Dr Martin McShane, NHS England’s Director for Long Term Conditions welcomed the report, saying: “It’s an exciting report and says all the right things. It will help create a far more sustainable NHS by moving care upstream, by moving the focus towards individuals, communities, prevention and pro-active care. “

Dr McShane also took part in a panel debate at the conference, telling delegates: “I’m a big fan of digital technology. It is redefining the professional role and we need a whole new range of skills and a way of working.

“We need to invert the system and move away from conditions, specialisms and specialists. We must move towards the Patient Activation Management system and have clinicians support this. What I’ve seen in the 21 century has been exciting and has seen clinicians coaching patients and making them a co-producer in healthcare.”

Baroness Julia Cumberlege, who is a co-chair of the Sustainable Healthcare Steering Group, and is currently heading the Maternity Review, said she agreed with the coaching of patients.

She also sounded a note of warning over bureaucracy surrounding the NHS, saying: “We have been looking at maternity care in Sweden – the safest place in Europe to have a baby. But Sweden doesn’t have a GMC. It doesn’t have a CQC. It doesn’t have Royal Colleges. We have all of these organisations on top of us and I don’t think we can afford all these organisations anymore.”

3 comments

  1. David says:

    For digital technology to work across a “NATIONAL” NHS, to support staff caring for patients that can and do move around the country, we need shared, defined and agreed data standards and a robust infrastructure. Infrastructure can be resolved with money (something the NHS doesn’t have!) but getting agreement on data standards, specifically for clinical data, is a much bigger hill to climb.

    The Royal Colleges could justify their position in a digitally enabled future health service by creating, managing and owning the data standards for their disciplines.

  2. Elizabeth says:

    Digital technology slows down my OPDs, makes it harder to deal with multi-morbidity – and I work in a speciality dealing with multisystem disease. It is a total disaster for my work. If I only deal with one problem – as GPs increasingly do – then I fail my complex, immunosuppreseed patients with lidfe threatening disease. Yet it is becoming imossible to access Resp / ophthalmology / gastro / neuro letters on the same patients due to the impossibility of finding them in the digital morass. Tis like Google – no-one looks beyond the first page. The filing of digital letters is also a disaster zone – with the people who couldn’t file paper now unable to ‘file’ electronically.

[Image point grounding data]

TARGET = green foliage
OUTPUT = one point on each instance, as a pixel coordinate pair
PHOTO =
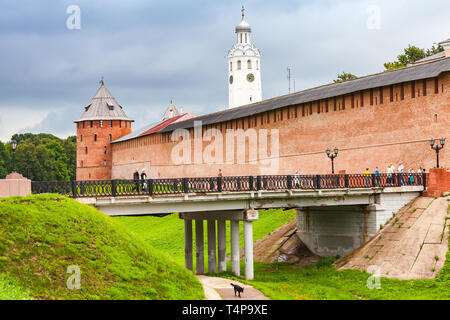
(167, 233)
(41, 236)
(412, 54)
(41, 157)
(9, 290)
(344, 76)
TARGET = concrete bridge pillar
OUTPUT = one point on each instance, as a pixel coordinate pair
(235, 254)
(212, 263)
(218, 248)
(199, 253)
(188, 243)
(222, 244)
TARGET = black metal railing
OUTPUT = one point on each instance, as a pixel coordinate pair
(154, 187)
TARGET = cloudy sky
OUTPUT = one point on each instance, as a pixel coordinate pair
(152, 51)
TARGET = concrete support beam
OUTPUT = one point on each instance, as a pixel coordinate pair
(234, 237)
(199, 253)
(222, 244)
(188, 244)
(248, 249)
(212, 262)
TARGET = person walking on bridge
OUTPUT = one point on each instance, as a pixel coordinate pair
(136, 180)
(378, 177)
(367, 175)
(144, 179)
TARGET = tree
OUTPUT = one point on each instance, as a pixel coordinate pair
(410, 55)
(344, 76)
(41, 157)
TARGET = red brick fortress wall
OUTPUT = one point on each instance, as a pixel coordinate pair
(91, 163)
(438, 182)
(375, 127)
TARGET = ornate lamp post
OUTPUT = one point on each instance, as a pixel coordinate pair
(437, 148)
(14, 147)
(332, 156)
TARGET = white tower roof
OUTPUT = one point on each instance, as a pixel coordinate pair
(103, 106)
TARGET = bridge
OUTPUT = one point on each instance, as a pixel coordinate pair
(335, 213)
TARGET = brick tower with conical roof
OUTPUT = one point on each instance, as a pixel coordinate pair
(102, 121)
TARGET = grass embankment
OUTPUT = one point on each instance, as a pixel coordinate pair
(167, 233)
(285, 281)
(41, 236)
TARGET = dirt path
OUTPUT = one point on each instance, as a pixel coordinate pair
(221, 289)
(412, 245)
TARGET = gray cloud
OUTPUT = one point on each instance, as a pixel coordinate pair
(153, 51)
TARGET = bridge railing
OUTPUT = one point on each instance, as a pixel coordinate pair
(117, 187)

- [Actions to take]:
(1) Transcribe the part of the NHS article that opens with the words containing "The Royal Colleges" and closes with "for their disciplines.".
(2) Decide whether each statement agrees with the NHS article, answering yes or no and quoting the deciding words: (a) Dr McShane calls himself a big fan of digital technology. (b) Sweden has a CQC. (c) David considers infrastructure a bigger challenge than agreeing on data standards.
(3) Take the NHS article further from the point where it stops.
The records bear no relation to the NHS article.

- [Expected results]:
(1)
The Royal Colleges could justify their position in a digitally enabled future health service by creating, managing and owning the data standards for their disciplines.

(2)
(a) Yes: "I’m a big fan of digital technology."
(b) No: "It doesn’t have a CQC."
(c) No: "getting agreement on data standards, specifically for clinical data, is a much bigger hill to climb."

(3)
    The old whiteboards didn’t need electricity – didn’t stop working in a power cut (we recently had 4 hours with no access to a list of patients on the ward / who was in each bed, right after another day with the same for 6 hours). Darn sight better for global warming…….
    We send discharge letters electronically – and patients come and tell us GP’s never received them.Fax machines work. People physically receive the letter and even better – act on it, as opposed to just another ignorable bit of digital overload.

    Paperless = faceless numbers = uncaring. See NEJM articles re the impact of electronic records on the quality of patient interactions – interestingly, one was written by one of the founders of the electronic systems in USA.

    I have not yet seen any improvement in care other than in access to Xrays. The quality of referral and discharge letters has fallen – they are no longer worth reading on many occasions. Patients are shocked when they do access them – because there is no longer any useful information in them. So yes – quick – uninformative and useless.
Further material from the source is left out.